Political Theater: How Orson Welles Used Julius Caesar to Warn Against The Rise of Fascism

by Nomad

This post will take us on a merry ride through history, both ancient and modern. It involves a murder of a tyrant and a play about that murder and how that play served as a warning about the rise of another, more ruthless, dictator.


Like a Colossus


When the 22-year-old Orson Welles and his Mercury Theatre players took on a Broadway production of Shakespeare's The Tragedy of Julius Caesar, he made some interesting changes. 
Only a man like Welles would have had the audacity to "streamline" Shakespeare, but he dared to do so for a very good reason. 

In fact, anybody coming to see a Shakespeare play or yearning for a play of spectacle and diversion would have been in for a shock. For one thing, a modern-dress with sparse stage decoration.  But it wasn't just about costumes.

Excerpted data
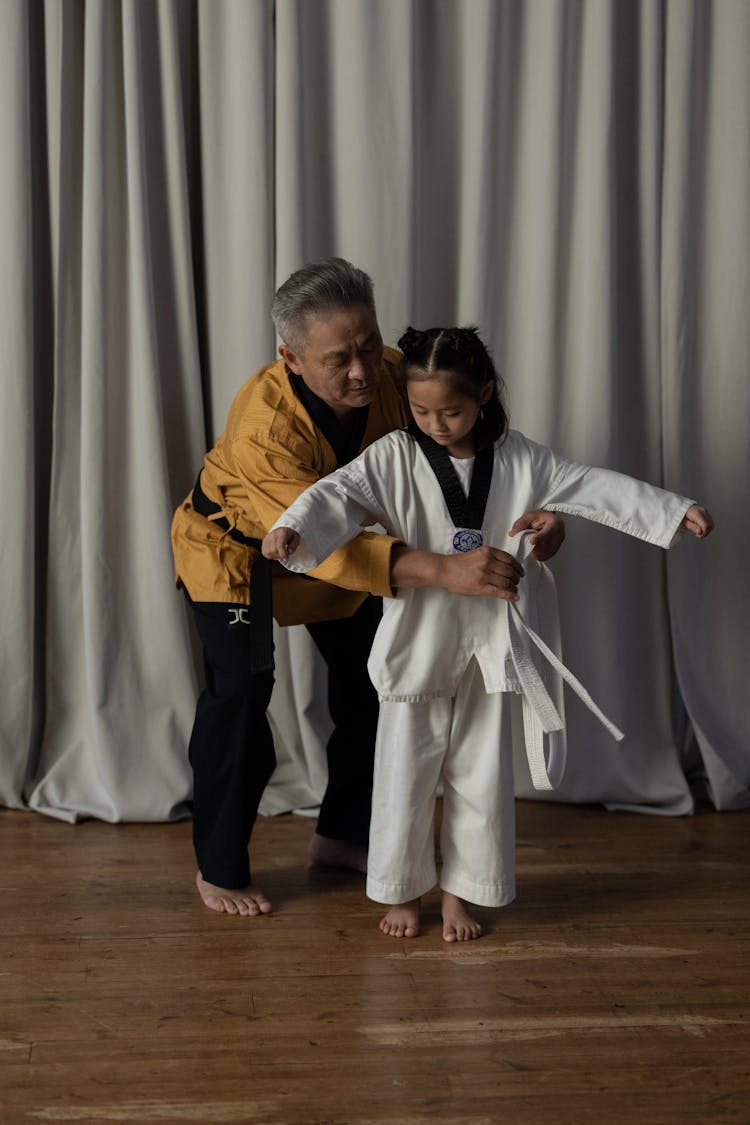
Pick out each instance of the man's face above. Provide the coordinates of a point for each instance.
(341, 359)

...

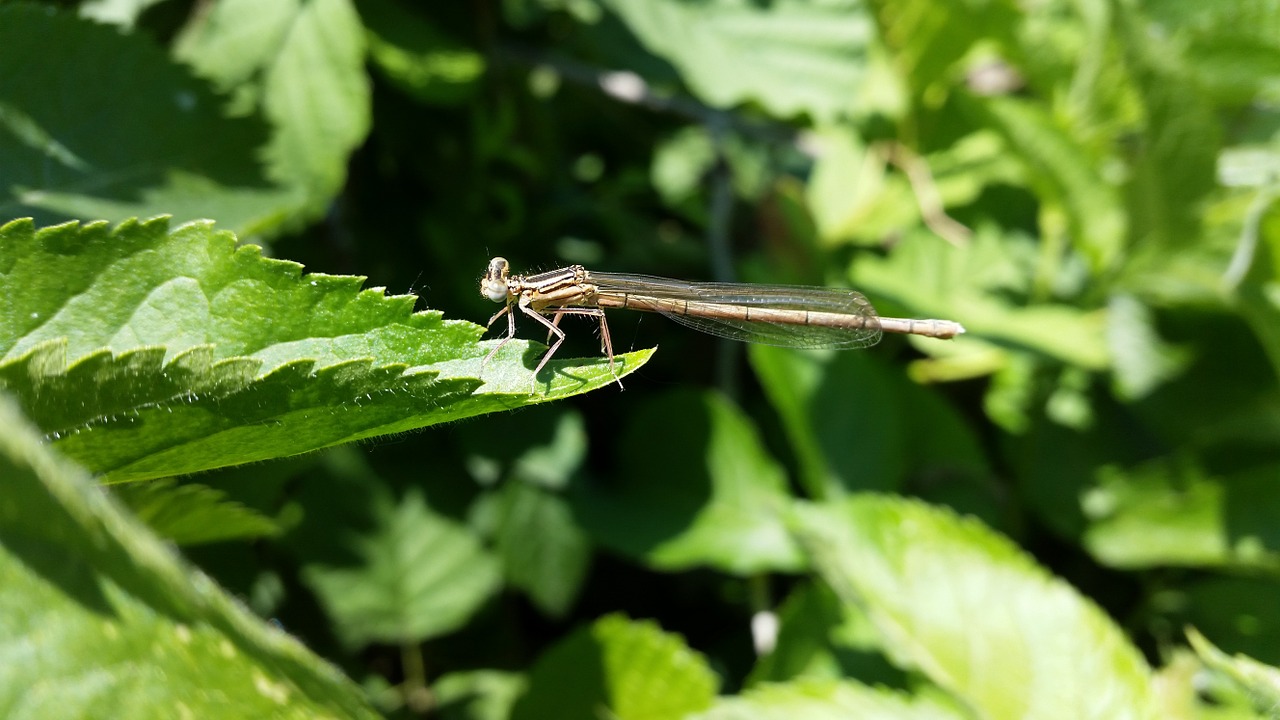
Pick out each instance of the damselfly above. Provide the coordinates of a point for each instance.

Aim of the task
Write what comes next in the piece on Orson Welles's Broadway staging of Julius Caesar, starting after its final sentence. The items come from a separate source unrelated to the text.

Reply
For the audience, there could be no mistaking the references Welles was making. Welles had cleverly turned the 340-year-old play in an innovative comparison to contemporary Fascist Italy and Nazi Germany
In the play, Caesar was portrayed not as the proto-typical ruler of the Roman world, but as a political gangster. Charles Higham writes:
Caesar wore a Sam Browne belt and a dark green uniform, exactly like Mussolini; the conspirators bent on the assassination of Caesar wore fedora hats turned down at the brim and turned-up coat collars, like gangsters in Hollywood “B” movies; and Brutus wore an ordinary civilian suit, not unlike that which a politician might sport during a campaign.
In addition to the costumes, the stage lighting provided another unmistakable reference. Welles mocked the lights Hitler had used at the Nuremberg Conference
And when the lines were said:
Like a Colossus; and we petty men
Walk under his huge legs,and peep about 
To find ourselves dishonourable graves.
everybody in the audience knew exactly to whom the words referred. 

A key scene in the play was the murder of Cinna the poet. Based on actual history, the incensed mob mistakes him for another Cinna. Shakespeare seemed to be saying that even a harmless poet was not saved at the hands of the angry plebeian class.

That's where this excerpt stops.